• Challenge: Tally the lines in the entries below that contain the string "window" and reply with that number alone.

⁂

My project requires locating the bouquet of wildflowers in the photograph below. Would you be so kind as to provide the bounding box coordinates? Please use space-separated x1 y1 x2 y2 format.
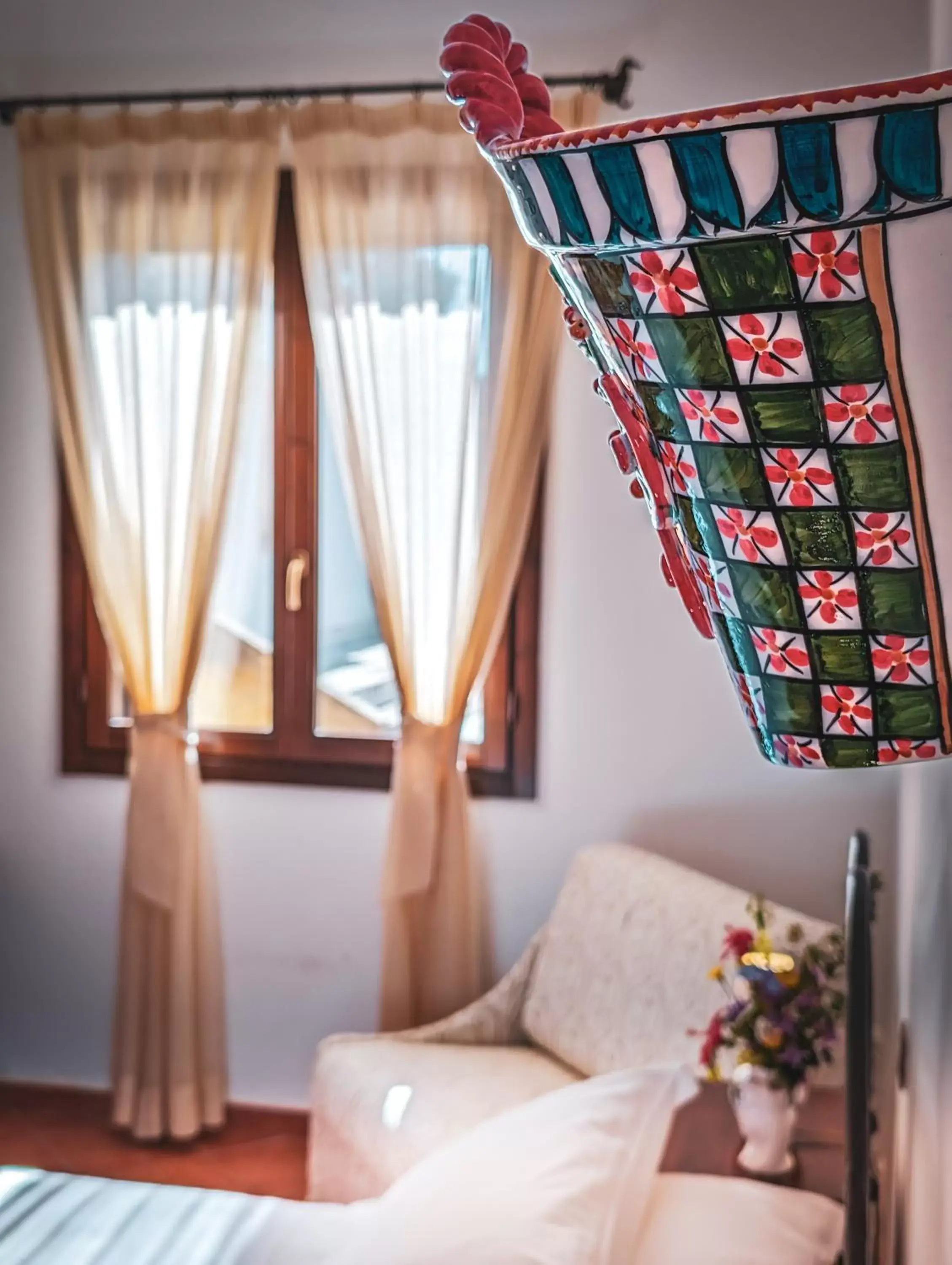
695 896 846 1090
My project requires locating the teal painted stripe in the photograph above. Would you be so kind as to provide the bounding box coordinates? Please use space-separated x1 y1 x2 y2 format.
589 145 660 242
667 132 743 229
506 162 552 242
876 105 942 202
535 154 594 245
777 120 843 220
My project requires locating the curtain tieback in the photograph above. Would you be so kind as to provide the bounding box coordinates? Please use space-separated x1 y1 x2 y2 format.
383 715 463 901
126 712 199 910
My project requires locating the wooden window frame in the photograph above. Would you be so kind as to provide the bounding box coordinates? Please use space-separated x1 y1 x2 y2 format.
59 171 542 798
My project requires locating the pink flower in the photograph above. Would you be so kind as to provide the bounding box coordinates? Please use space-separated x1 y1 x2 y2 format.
823 386 895 444
798 571 860 624
726 312 803 382
764 448 833 507
717 510 780 562
660 440 698 496
791 229 860 299
856 511 913 567
774 734 822 769
612 320 657 378
629 250 698 316
721 927 753 961
872 634 929 686
822 686 872 734
751 629 810 674
879 737 937 764
679 391 741 444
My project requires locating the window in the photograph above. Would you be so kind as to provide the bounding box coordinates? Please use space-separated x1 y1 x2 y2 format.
61 172 541 797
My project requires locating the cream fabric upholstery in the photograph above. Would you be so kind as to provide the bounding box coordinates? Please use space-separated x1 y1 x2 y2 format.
522 844 829 1077
309 844 828 1202
309 1036 579 1203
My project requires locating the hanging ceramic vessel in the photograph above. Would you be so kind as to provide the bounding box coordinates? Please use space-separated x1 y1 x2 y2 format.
441 16 952 768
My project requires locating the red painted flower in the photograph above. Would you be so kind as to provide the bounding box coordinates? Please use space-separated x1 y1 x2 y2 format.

⁂

• Response for this exercise: 2